§ TASK GOAL:
Reproduce the records below, swapping every occurrence of "innermost point" for "central point" and leaving everything else unchanged. Omit the pictures from your output.

-- START THE RECORDS --

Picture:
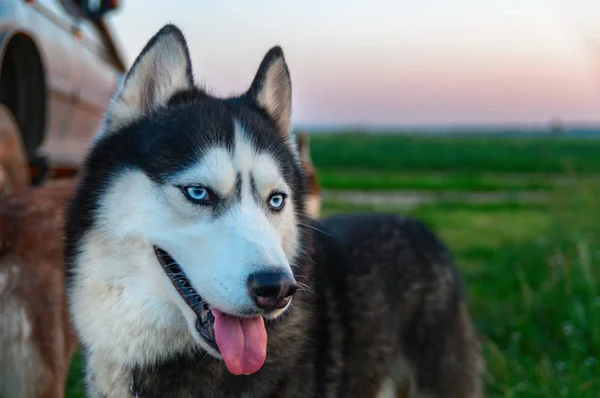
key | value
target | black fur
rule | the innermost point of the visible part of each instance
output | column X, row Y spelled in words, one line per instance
column 382, row 293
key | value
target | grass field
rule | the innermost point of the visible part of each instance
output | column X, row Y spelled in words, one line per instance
column 531, row 270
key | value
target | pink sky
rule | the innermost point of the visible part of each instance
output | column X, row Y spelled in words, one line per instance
column 396, row 62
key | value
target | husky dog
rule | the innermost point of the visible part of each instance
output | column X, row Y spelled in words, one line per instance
column 193, row 270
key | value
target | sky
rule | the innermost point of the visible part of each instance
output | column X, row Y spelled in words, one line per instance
column 395, row 62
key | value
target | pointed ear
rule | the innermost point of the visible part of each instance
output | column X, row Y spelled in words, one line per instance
column 272, row 89
column 162, row 69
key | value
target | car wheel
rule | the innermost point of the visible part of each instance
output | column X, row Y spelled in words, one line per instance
column 14, row 171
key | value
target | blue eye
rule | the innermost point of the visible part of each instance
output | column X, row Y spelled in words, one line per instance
column 197, row 194
column 277, row 201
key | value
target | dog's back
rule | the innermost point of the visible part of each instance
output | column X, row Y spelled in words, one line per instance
column 36, row 338
column 393, row 292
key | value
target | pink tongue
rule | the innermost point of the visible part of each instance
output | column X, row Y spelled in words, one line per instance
column 242, row 342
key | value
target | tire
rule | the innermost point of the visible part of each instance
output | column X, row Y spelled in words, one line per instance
column 14, row 170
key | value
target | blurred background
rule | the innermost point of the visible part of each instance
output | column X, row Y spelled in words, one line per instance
column 481, row 118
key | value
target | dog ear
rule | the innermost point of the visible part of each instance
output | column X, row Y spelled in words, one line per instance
column 272, row 90
column 162, row 69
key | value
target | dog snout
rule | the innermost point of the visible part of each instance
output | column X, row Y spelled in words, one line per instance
column 271, row 290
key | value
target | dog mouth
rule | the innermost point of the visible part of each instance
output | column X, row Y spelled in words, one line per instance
column 205, row 323
column 241, row 341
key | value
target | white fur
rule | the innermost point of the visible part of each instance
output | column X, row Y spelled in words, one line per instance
column 125, row 307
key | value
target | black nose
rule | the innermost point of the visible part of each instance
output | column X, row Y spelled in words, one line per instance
column 271, row 290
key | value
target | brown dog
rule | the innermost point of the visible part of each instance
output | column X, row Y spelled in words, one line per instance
column 36, row 337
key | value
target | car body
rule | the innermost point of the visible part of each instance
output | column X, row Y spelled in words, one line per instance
column 59, row 66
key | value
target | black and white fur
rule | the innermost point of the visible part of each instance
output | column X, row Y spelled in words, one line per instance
column 379, row 307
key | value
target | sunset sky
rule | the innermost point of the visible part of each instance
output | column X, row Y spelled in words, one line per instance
column 410, row 63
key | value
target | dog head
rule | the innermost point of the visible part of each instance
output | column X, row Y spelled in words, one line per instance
column 186, row 228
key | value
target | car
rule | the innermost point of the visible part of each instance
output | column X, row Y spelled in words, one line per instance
column 59, row 67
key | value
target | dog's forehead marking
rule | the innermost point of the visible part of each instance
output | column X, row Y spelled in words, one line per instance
column 241, row 170
column 215, row 169
column 259, row 170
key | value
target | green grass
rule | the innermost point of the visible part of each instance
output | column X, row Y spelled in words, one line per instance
column 531, row 270
column 531, row 276
column 431, row 181
column 472, row 153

-- END THE RECORDS --

§ SOLUTION:
Picture:
key | value
target | black fur
rule | the central point of the visible part of each instance
output | column X, row Y spelled in words, one line per instance
column 382, row 293
key | value
target | grass field
rule | the central point of the visible part of each instance
output | column X, row Y spelled in words, one line per instance
column 531, row 270
key | value
target | pink sky
rule | the central point of the visible part of each instance
output | column X, row Y spelled in words, one line per instance
column 396, row 62
key | value
target | husky dog
rule | the central point of the visible part of each instance
output | column X, row Y spelled in words, one line per instance
column 193, row 270
key | value
target | sky
rule | the central point of the visible part of each instance
output | column X, row Y spelled in words, one line per instance
column 395, row 62
key | value
target | pointed ear
rule | the central point of the visible part of each instance
output | column X, row Y spelled in words, one line per instance
column 272, row 89
column 162, row 69
key | value
target | car wheel
rule | the central point of the visible part of each instance
output | column X, row Y spelled in words, one line per instance
column 14, row 171
key | value
target | blue eye
rule | the central point of the visible part of each instance
output | column X, row Y spelled in words, one line per instance
column 197, row 194
column 277, row 201
key | value
target | dog's back
rule | the central point of the visible part of each instance
output | column X, row Y spelled in words, one line per instance
column 36, row 338
column 393, row 292
key | value
target | pink tongue
rule | the central point of the visible part of each instance
output | column X, row Y spelled in words, one line per instance
column 242, row 342
key | value
target | tire
rule | the central point of the visible part of each instance
output | column X, row Y spelled in words, one line per instance
column 14, row 170
key | value
target | blurred background
rule | the central point of the visible part of each instance
output | column X, row Y spelled in words, one line per instance
column 481, row 118
key | value
target | dog ear
rule | the central point of the visible part of each instance
output | column X, row Y spelled in words, one line per instance
column 272, row 90
column 162, row 69
key | value
target | dog snout
rule | the central point of the visible part of each instance
output | column X, row Y spelled in words, one line per instance
column 271, row 290
key | value
target | dog mouth
rule | the central point of the visible part of each instance
output | column X, row Y spelled in words, one line per instance
column 205, row 323
column 241, row 341
key | value
target | white fur
rule | the central point of the visible part of each instance
output | column X, row Y spelled in words, one line per instance
column 125, row 307
key | value
target | black nose
rule | the central point of the visible part of each instance
output | column X, row Y spelled in words, one line per instance
column 271, row 290
key | value
target | brown dog
rule | the central point of the visible part of each instance
output | column X, row Y spelled in words, one line per instance
column 36, row 337
key | value
target | car body
rule | the central point of the visible part of each instance
output | column X, row Y spelled in words, one line per instance
column 59, row 66
key | value
target | black and white fur
rule | the central point of the visible part of each instance
output | column X, row Y spelled in words, one line per instance
column 379, row 307
key | value
target | sunset sky
rule | the central point of the visible part of each instance
output | column X, row Y spelled in words, one line per instance
column 410, row 63
key | value
target | dog head
rule | the central point of the visible part of each instance
output | column X, row Y spelled in words, one line per instance
column 186, row 228
key | value
target | car
rule | the central point of the visible part of each instance
output | column X, row Y spelled in words, one line per instance
column 59, row 67
key | value
target | dog's forehead marking
rule | the central point of the visible part of each instance
output | column X, row Y spelled in words, one line per instance
column 241, row 170
column 215, row 169
column 259, row 170
key | value
target | green grass
rule | the central point of the visible part of each instance
output | column X, row Y spelled in words, one line per instance
column 531, row 270
column 531, row 276
column 431, row 181
column 472, row 153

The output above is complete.